## Work instructions
All of the data that follows should be given again exactly, without its images.

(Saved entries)

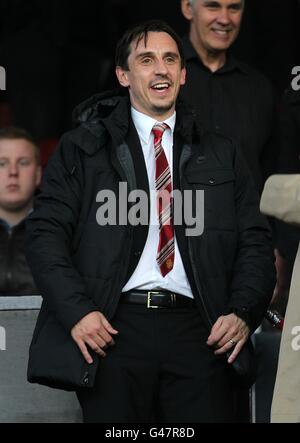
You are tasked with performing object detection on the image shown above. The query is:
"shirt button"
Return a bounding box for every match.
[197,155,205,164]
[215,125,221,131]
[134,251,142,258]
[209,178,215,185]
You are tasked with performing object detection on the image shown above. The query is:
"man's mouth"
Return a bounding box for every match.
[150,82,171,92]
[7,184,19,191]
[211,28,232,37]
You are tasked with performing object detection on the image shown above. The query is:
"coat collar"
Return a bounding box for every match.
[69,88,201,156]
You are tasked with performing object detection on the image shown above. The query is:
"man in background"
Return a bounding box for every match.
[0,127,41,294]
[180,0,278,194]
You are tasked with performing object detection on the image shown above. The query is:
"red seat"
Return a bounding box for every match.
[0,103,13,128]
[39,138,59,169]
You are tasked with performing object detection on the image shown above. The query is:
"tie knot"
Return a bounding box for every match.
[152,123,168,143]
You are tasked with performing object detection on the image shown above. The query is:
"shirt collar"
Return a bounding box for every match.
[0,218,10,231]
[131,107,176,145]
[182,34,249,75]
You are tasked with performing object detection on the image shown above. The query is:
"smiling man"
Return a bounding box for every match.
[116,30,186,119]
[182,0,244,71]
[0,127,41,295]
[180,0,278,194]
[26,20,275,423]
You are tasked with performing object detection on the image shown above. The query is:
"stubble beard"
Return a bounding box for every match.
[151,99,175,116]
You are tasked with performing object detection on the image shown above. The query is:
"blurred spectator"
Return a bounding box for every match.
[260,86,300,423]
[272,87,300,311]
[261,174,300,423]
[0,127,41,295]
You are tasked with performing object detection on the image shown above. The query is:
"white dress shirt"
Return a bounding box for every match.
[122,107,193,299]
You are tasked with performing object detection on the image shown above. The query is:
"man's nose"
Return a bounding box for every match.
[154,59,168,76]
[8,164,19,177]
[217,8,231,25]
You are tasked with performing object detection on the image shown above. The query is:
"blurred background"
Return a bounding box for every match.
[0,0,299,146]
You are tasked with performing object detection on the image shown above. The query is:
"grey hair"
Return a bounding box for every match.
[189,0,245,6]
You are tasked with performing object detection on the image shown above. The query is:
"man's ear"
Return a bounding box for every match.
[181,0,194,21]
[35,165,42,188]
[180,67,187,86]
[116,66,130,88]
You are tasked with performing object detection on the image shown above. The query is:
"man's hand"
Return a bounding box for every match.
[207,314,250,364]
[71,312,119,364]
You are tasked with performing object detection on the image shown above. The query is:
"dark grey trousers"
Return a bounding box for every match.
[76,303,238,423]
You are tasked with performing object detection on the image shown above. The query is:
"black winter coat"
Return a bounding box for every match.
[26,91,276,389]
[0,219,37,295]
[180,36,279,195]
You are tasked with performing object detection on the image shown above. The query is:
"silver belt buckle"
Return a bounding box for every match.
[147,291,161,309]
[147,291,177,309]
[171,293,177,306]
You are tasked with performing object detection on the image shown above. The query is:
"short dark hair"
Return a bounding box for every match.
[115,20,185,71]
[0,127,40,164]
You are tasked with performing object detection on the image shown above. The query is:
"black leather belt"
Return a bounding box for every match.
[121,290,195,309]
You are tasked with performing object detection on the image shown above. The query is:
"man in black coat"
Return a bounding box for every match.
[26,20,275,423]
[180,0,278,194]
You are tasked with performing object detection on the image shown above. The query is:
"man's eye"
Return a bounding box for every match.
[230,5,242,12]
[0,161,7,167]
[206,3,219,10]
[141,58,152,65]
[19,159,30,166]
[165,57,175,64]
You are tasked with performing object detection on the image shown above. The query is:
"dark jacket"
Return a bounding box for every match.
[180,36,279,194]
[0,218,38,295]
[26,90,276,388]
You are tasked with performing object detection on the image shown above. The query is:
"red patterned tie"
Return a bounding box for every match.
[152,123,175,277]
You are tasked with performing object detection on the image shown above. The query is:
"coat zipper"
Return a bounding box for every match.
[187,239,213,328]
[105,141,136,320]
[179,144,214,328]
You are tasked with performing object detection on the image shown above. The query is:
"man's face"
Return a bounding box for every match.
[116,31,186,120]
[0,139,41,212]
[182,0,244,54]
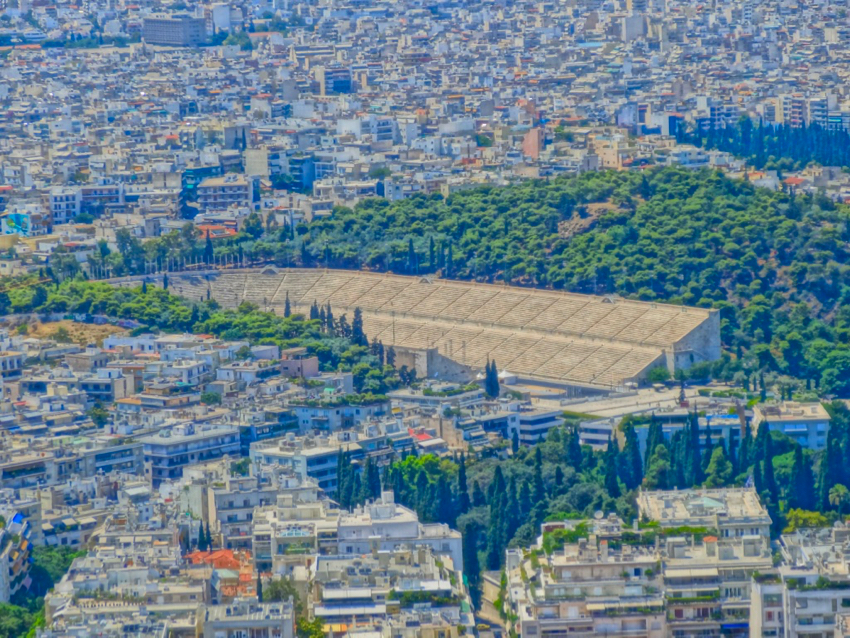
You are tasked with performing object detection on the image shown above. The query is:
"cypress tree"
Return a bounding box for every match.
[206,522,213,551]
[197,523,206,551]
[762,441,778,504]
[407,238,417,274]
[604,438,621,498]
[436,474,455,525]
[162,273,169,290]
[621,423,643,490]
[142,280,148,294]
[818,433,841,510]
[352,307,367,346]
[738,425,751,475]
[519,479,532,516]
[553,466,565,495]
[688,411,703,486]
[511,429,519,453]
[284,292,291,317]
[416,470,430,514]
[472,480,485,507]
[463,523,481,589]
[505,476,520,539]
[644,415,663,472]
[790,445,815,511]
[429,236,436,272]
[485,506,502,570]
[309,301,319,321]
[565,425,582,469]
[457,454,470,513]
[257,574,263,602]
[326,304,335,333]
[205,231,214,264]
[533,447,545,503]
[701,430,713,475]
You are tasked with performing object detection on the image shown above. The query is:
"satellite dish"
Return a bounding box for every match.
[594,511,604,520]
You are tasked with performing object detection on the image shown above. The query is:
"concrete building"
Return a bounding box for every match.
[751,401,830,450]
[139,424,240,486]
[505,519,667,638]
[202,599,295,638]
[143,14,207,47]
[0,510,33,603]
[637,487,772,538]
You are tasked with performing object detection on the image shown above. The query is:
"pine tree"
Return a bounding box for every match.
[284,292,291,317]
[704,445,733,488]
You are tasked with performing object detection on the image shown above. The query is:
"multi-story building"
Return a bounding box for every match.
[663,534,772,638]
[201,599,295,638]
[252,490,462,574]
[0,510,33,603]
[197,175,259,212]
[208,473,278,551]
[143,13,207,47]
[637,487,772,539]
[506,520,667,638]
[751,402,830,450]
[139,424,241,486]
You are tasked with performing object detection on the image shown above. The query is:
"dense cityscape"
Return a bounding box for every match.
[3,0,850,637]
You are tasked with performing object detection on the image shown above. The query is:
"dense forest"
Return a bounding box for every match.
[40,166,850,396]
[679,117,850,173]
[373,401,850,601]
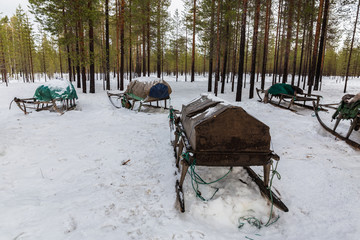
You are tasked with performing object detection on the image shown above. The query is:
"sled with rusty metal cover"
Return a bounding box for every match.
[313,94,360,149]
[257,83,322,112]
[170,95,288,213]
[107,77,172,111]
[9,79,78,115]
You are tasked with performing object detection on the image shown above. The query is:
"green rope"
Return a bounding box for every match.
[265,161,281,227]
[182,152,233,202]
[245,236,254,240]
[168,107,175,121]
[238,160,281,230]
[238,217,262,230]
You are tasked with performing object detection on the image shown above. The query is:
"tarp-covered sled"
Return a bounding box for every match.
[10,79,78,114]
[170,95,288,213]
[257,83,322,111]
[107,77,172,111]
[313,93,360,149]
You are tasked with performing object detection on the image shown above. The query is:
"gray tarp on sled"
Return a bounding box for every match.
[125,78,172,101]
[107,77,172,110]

## Exercise answer
You are tasked with performing object detection on the image shown above. The query is:
"shirt button"
Return a bounding box for every match.
[197,155,205,164]
[215,125,221,131]
[134,251,142,258]
[209,178,215,185]
You are tasked with performing object detection on the image shown above. The query is:
"man's mouth"
Return a bounding box for every match.
[150,82,171,92]
[7,184,19,191]
[211,28,232,37]
You are tasked with performing object detection on the image shown above. The query is:
"coat collar"
Return a bounding box for every match.
[69,88,201,156]
You are tasked with performing object detection on the image shown above. The query is:
"man in background"
Return a bounding box for every match.
[0,127,41,294]
[180,0,278,194]
You are tasked with performing object detection on the image shown above. The query is:
"red seat"
Return a bounding box for every match.
[0,103,13,128]
[39,138,59,169]
You are tasked with performing object detection on the image shown above. The query is:
"tie knot"
Return a bounding box for every match.
[152,123,168,143]
You are tasked with performing object detection on the image shown above. The query is:
"shirt collar"
Return a bounding box for every match.
[0,218,10,231]
[131,107,176,145]
[182,34,249,75]
You are tasked with performing object detection on the image shown above. The query is:
"smiling man"
Return a bounding box for every match.
[116,30,186,119]
[182,0,244,71]
[0,127,41,295]
[180,0,278,194]
[26,20,275,423]
You are tasked with performing object detection on the image shown above. The query is:
"stubble beard"
Return a bounding box for every match.
[151,99,175,116]
You are tasked with performing object detection on the image shown above. The query is:
"blurred spectator"
Return a bounding box for every match.
[260,86,300,423]
[272,87,300,311]
[261,174,300,423]
[0,127,41,295]
You are tasked with performing object detection on the image shown above. The query is:
"white dress shirt"
Return a bounding box for every match.
[122,107,193,299]
You are tasked with performing object detection on the image shown above. The query is:
"man's nose"
Return a bounding box for every match.
[154,59,168,76]
[8,164,19,177]
[217,8,231,25]
You are tasked with performing object detection on the image shown above. The query is:
"blurred background"
Return a bounding box for every match.
[0,0,299,146]
You are tasked with performing object detection on the image shown above. The query is:
"grey hair"
Return a bounding box for every match.
[189,0,245,6]
You are tasked with performing object detection on the image shown above. The query is:
"man's ear"
Return a bounding box for every match.
[181,0,194,21]
[35,165,42,188]
[180,67,187,86]
[116,66,130,88]
You are tasked with performing object detection on the image shown above. The query is:
"man's hand"
Return a bounding box for every match.
[207,314,250,364]
[71,312,119,364]
You are tasked with performing object detection on the image shown above. The query is:
"dark grey trousers"
Return a bounding box for every match.
[76,303,238,423]
You are tasked with performing object detection on the image shown above. The query is:
"black winter coat"
Return a bounding box for every match.
[26,91,276,389]
[0,219,37,295]
[180,36,279,195]
You are tasked with performing object detection on the image shown above. The query is:
"silver belt buckle"
Return a bounding box for every match.
[147,291,161,309]
[147,291,177,309]
[171,293,177,306]
You are tasked with performing object detection on the image shown above. The query is:
"short dark hair"
Return a bounding box for every match.
[115,20,185,71]
[0,127,40,164]
You are tasked with performing object detection on the image shown above. The query is:
"black leather belt"
Return a bounding box for every match.
[121,290,195,309]
You are tasked with performing object detection on the image shown above. The query is:
"man in black coat"
Return a bounding box for every match.
[26,20,275,423]
[180,0,278,194]
You are tasked with performing object detection on the image shown above. The query is:
"man's eye"
Return a bounding box for every match.
[230,5,242,12]
[0,161,7,167]
[206,3,219,10]
[141,58,152,65]
[19,159,30,166]
[165,57,175,64]
You are tasked with performing object detection on the image shown above. The query is:
"dark jacket"
Return a bounding box for every match.
[180,36,279,194]
[0,218,38,295]
[26,90,276,388]
You are tasked with performing object detection on the image shown above. The query is:
"red patterned tie"
Return a bounding box for every match.
[152,123,175,277]
You are tasked with performing object detection on the image shown above. The query is:
"coat zipper"
Return a bounding box for every match.
[187,239,213,328]
[105,141,136,320]
[179,144,214,328]
You are tasked with performing object detection on the image shown above. The query is:
"man's face"
Return a bounding box for every match.
[116,31,186,120]
[0,139,41,212]
[182,0,244,54]
You are tasked with performing object detection on the image shown above. The query is:
"cypress tree"
Return a bounding box for every match.
[206,522,213,551]
[197,523,206,551]
[762,441,778,504]
[407,238,417,274]
[604,438,621,498]
[436,474,455,525]
[162,273,169,290]
[621,423,643,490]
[142,280,148,294]
[818,433,841,510]
[352,307,367,346]
[738,425,751,475]
[519,479,532,516]
[553,466,565,495]
[688,411,703,486]
[511,429,519,453]
[284,292,291,317]
[416,470,430,514]
[472,480,485,507]
[463,523,481,589]
[505,476,520,539]
[644,415,663,472]
[790,445,815,511]
[429,236,436,272]
[485,506,502,570]
[309,301,319,321]
[565,425,582,469]
[457,454,470,513]
[257,574,263,602]
[326,304,335,333]
[205,231,214,264]
[533,447,545,503]
[701,430,713,475]
You are tasked with performing object detection on the image shown above. The query is:
"satellite dish"
Return a bounding box for every match.
[594,511,604,520]
You are tasked with performing object detection on the image shown above. The query is:
"concrete building"
Return a bounding box for every match.
[751,401,830,450]
[139,424,240,486]
[505,519,667,638]
[202,599,295,638]
[143,14,207,47]
[0,510,33,603]
[637,487,772,538]
You are tasked with performing object detection on the image shown above. The query is:
"pine tree"
Return a bounding box for every match.
[284,292,291,317]
[704,445,733,488]
You are tasked with performing object detection on the image shown above. The query is:
"multi-story building"
Return a bounding box for every match.
[663,534,772,638]
[201,599,295,638]
[252,490,462,574]
[0,510,33,603]
[197,175,259,212]
[208,473,278,551]
[143,13,207,47]
[637,487,772,539]
[506,520,667,638]
[751,402,830,450]
[139,424,241,486]
You are tasked with performing object detection on the image shown above. The query is:
"dense cityscape"
Return a bounding box for every match.
[3,0,850,637]
You are tasked with performing object detection on the image shown above. The query is:
"dense forest"
Return a bounding box for every match.
[40,166,850,396]
[679,117,850,173]
[373,401,850,601]
You are tasked with performing object detection on the image shown above. The query is:
"sled with rusty metal cover"
Return a bounding box for every match.
[313,94,360,149]
[257,83,322,112]
[170,95,288,213]
[107,77,172,111]
[9,79,78,115]
You are tasked with performing object detection on the image shown above. The query is:
"green rope"
Return a bounding box for every match.
[265,161,281,227]
[182,152,233,202]
[245,236,254,240]
[168,107,175,121]
[238,160,281,230]
[238,217,262,230]
You are tasked with performing object detection on the image shown above. The query is:
"tarp-covered sled"
Return a bounding box for every match.
[10,79,78,114]
[170,95,288,213]
[257,83,322,111]
[107,77,172,111]
[313,93,360,149]
You are tasked with performing object detection on the image shown above. The query is:
"gray tarp on sled"
Return a bounding box for every match.
[125,78,172,101]
[107,77,172,110]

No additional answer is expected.